**YOUR ASSIGNMENT:** From the entries below, please output exactly the lines starting at the one containing "Task: segment every" and ending at the one containing "230L1 231L0 260L262", both included.

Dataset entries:
Start of Block

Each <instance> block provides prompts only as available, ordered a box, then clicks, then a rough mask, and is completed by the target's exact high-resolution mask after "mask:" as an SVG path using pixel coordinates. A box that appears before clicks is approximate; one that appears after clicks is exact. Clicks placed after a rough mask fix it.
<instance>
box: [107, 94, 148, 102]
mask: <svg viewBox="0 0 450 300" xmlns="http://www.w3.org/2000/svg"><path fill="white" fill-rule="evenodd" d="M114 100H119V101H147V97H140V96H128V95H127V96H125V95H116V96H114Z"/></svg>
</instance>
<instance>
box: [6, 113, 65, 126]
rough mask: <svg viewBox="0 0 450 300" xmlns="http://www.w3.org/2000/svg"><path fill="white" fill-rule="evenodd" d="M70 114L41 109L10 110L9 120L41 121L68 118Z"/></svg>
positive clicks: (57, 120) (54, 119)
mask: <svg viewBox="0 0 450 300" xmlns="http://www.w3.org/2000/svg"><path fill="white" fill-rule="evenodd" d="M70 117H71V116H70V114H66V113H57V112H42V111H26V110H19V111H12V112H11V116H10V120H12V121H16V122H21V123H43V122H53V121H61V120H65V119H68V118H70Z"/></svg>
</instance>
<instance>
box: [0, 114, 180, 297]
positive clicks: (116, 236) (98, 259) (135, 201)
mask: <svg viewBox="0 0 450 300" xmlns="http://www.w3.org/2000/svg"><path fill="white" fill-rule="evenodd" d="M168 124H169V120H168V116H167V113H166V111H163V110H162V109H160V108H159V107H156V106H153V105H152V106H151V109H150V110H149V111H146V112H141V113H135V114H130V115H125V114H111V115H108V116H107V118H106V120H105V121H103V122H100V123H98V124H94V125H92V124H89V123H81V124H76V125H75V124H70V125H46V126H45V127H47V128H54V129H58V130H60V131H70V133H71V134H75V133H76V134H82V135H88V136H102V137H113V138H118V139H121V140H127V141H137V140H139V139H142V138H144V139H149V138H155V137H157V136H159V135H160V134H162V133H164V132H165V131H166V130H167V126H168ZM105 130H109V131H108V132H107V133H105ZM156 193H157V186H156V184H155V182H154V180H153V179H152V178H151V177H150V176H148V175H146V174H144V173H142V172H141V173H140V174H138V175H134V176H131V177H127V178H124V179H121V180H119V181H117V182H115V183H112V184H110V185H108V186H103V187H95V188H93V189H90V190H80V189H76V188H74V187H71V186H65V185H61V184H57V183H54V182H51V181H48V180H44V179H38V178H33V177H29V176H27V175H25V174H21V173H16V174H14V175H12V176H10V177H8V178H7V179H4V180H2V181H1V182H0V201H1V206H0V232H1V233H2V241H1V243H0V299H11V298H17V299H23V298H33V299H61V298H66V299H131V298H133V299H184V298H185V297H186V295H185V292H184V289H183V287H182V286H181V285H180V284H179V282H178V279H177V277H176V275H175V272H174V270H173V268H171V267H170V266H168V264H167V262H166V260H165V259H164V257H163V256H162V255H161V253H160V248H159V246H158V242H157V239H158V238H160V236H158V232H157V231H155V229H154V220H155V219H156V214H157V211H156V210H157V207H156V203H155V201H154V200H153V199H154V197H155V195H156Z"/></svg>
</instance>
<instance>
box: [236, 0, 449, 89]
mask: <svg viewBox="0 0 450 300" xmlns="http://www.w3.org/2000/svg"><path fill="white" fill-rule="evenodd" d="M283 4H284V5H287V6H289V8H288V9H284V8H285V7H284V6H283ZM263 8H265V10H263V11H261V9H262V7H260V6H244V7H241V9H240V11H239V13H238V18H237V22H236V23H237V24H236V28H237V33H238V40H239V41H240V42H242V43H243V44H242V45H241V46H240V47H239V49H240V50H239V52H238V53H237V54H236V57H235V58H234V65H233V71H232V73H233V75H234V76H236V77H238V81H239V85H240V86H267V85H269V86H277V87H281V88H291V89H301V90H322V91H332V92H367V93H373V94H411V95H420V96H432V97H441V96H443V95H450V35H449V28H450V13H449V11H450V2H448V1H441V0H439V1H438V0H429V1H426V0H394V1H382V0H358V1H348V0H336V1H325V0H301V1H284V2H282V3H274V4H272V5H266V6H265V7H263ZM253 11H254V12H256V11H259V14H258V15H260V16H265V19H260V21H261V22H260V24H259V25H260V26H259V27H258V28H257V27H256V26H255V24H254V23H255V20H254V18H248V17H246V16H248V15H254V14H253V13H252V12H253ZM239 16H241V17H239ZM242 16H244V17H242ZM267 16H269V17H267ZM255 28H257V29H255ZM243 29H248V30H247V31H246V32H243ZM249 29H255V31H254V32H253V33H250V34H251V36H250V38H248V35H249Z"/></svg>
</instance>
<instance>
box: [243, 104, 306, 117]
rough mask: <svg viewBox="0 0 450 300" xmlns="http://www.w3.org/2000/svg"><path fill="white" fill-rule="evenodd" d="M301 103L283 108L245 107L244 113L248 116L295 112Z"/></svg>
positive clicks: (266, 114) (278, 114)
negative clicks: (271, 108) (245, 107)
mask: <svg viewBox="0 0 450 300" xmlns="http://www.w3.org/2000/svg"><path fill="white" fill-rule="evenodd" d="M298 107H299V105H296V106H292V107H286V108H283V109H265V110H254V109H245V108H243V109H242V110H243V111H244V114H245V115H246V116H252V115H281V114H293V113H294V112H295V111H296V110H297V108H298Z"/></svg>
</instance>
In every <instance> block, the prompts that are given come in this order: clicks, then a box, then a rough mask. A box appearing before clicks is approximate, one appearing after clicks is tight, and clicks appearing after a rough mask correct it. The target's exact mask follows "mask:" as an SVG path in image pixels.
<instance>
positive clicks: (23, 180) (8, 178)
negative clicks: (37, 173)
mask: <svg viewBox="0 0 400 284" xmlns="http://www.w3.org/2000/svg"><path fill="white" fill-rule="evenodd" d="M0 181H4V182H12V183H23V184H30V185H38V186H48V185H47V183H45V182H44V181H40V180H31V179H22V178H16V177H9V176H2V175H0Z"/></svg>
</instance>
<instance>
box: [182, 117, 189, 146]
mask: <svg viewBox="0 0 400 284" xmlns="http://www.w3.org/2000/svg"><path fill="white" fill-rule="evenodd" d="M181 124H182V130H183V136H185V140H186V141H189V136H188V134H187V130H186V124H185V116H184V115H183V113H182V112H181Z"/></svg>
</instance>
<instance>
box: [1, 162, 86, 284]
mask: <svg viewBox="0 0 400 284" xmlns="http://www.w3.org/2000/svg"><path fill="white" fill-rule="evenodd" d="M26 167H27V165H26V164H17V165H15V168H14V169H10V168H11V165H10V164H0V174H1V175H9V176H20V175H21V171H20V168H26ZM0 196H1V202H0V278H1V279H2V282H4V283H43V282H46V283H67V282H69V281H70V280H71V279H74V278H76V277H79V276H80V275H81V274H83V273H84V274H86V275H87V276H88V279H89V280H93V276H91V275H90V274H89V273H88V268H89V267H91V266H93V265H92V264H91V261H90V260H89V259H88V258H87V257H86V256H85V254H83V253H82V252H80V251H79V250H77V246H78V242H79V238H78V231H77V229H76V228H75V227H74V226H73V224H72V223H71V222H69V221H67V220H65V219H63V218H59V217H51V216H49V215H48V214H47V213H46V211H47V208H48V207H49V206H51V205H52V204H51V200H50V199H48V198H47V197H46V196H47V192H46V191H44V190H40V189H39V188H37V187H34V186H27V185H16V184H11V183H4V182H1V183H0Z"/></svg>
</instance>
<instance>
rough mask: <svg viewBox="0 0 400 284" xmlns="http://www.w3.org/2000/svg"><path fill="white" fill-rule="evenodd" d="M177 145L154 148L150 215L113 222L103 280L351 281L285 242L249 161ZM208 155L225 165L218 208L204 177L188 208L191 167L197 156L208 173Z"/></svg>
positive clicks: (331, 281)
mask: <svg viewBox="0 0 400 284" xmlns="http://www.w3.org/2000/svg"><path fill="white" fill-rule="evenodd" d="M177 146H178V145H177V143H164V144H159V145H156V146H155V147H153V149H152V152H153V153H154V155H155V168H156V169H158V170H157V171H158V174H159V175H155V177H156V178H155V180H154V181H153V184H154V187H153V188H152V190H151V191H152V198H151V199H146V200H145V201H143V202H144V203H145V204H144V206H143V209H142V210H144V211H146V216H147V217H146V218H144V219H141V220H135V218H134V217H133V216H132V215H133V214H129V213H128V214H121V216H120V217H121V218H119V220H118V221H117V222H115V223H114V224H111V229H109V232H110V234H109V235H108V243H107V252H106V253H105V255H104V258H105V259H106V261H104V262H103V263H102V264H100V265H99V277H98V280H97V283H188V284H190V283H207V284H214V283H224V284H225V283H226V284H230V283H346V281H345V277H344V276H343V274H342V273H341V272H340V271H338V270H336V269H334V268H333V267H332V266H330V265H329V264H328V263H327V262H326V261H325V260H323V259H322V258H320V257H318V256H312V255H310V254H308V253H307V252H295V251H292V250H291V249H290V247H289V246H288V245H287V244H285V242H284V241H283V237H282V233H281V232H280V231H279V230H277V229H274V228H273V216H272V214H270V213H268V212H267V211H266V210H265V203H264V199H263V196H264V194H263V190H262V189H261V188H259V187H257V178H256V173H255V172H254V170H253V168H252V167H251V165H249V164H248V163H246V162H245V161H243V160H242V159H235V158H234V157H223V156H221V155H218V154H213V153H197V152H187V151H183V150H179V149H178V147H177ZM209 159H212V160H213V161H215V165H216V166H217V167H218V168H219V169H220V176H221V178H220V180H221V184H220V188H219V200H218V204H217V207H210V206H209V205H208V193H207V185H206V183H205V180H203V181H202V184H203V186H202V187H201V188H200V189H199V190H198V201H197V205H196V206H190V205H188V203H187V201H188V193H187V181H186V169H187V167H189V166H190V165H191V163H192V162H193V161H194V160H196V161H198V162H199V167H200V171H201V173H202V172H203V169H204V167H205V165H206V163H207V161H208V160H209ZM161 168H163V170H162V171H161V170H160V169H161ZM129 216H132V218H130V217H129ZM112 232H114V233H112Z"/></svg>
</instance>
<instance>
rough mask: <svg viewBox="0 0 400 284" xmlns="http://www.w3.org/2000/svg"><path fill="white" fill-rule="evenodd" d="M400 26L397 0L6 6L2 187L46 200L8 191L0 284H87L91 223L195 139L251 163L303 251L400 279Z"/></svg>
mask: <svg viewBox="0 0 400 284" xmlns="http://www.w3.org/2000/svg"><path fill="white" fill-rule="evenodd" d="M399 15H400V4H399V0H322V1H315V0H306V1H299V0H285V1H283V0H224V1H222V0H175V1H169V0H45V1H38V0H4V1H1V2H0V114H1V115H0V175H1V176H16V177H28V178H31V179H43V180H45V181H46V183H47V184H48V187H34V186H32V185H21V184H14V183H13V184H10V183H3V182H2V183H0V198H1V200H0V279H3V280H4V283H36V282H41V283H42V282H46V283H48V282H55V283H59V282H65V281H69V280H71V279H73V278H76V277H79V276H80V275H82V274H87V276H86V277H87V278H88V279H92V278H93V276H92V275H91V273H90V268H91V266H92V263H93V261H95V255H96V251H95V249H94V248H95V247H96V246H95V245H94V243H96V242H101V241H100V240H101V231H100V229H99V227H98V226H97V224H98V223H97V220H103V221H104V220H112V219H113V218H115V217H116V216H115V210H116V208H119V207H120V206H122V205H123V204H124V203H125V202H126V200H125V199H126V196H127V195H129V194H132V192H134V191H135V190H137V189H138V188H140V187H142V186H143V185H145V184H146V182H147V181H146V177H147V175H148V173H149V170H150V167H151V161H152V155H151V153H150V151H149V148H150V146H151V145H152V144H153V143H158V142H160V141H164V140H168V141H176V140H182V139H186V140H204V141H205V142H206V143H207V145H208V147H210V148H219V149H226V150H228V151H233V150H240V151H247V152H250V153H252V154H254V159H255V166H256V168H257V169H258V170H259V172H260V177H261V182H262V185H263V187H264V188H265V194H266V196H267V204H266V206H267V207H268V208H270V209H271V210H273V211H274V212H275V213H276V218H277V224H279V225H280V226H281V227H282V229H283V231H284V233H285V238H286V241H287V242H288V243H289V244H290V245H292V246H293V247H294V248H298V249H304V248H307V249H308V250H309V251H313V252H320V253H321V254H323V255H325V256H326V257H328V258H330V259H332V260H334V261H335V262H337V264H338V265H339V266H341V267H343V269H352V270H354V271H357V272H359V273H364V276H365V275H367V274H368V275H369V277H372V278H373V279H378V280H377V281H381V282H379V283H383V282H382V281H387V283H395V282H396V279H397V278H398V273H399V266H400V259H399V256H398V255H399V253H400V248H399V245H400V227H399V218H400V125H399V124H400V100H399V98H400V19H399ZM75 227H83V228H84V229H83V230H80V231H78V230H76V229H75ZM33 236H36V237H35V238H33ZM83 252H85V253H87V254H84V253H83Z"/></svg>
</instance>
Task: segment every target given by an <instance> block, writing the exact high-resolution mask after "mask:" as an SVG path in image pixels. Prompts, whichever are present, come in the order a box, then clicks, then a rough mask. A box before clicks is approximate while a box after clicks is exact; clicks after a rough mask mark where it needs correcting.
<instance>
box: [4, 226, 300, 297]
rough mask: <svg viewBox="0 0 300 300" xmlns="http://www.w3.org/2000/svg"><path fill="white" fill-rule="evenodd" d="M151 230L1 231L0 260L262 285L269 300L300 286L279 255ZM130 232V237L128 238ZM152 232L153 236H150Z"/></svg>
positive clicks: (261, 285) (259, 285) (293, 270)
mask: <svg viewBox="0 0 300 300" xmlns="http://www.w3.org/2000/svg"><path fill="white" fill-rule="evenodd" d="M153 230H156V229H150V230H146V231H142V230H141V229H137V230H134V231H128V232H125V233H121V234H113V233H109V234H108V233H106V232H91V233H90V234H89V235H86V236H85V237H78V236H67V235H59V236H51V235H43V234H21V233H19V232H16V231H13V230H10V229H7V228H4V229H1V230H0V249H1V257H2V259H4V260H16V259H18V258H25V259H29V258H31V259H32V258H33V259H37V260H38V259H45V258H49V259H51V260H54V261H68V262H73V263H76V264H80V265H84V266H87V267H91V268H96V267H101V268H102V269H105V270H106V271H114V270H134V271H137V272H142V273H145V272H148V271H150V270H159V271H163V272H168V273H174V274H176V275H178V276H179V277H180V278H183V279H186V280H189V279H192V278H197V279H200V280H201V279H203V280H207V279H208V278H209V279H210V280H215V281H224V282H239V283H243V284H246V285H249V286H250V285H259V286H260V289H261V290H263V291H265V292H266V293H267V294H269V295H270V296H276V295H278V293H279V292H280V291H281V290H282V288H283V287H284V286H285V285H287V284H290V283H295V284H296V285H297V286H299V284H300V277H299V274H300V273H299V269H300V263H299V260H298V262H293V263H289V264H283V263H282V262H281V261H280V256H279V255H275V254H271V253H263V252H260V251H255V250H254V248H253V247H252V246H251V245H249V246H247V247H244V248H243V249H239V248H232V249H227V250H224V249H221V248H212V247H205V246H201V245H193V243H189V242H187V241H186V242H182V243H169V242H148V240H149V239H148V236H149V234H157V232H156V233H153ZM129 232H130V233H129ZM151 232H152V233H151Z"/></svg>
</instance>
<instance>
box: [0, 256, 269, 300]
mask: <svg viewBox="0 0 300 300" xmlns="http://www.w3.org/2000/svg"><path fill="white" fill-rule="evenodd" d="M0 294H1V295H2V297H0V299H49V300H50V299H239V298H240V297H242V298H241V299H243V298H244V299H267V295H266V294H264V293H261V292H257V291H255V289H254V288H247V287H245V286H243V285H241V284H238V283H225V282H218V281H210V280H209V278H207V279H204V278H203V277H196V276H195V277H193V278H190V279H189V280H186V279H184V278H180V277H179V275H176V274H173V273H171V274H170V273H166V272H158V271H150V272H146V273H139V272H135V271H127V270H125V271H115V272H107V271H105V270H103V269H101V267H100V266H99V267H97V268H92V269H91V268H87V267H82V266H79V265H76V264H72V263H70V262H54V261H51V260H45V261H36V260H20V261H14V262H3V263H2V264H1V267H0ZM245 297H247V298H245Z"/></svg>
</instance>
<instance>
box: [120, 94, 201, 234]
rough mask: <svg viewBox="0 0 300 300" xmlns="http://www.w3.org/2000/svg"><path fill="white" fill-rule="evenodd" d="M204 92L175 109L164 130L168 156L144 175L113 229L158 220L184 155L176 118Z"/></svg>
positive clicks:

End of Block

**EXERCISE OUTPUT:**
Task: segment every target given by an <instance> block, writing the exact high-resolution mask after "mask:" as an SVG path in image pixels. Prompts, whichever are present, come in the order a box, then clicks, then a rough mask. A box before clicks is approximate while a box after clicks is exact; clicks after a rough mask mark where it needs correcting.
<instance>
box: [4, 226, 300, 297]
rough mask: <svg viewBox="0 0 300 300" xmlns="http://www.w3.org/2000/svg"><path fill="white" fill-rule="evenodd" d="M151 230L1 231L0 260L262 285L269 300L300 286L279 255ZM130 232V237L128 238ZM152 232L153 236H150Z"/></svg>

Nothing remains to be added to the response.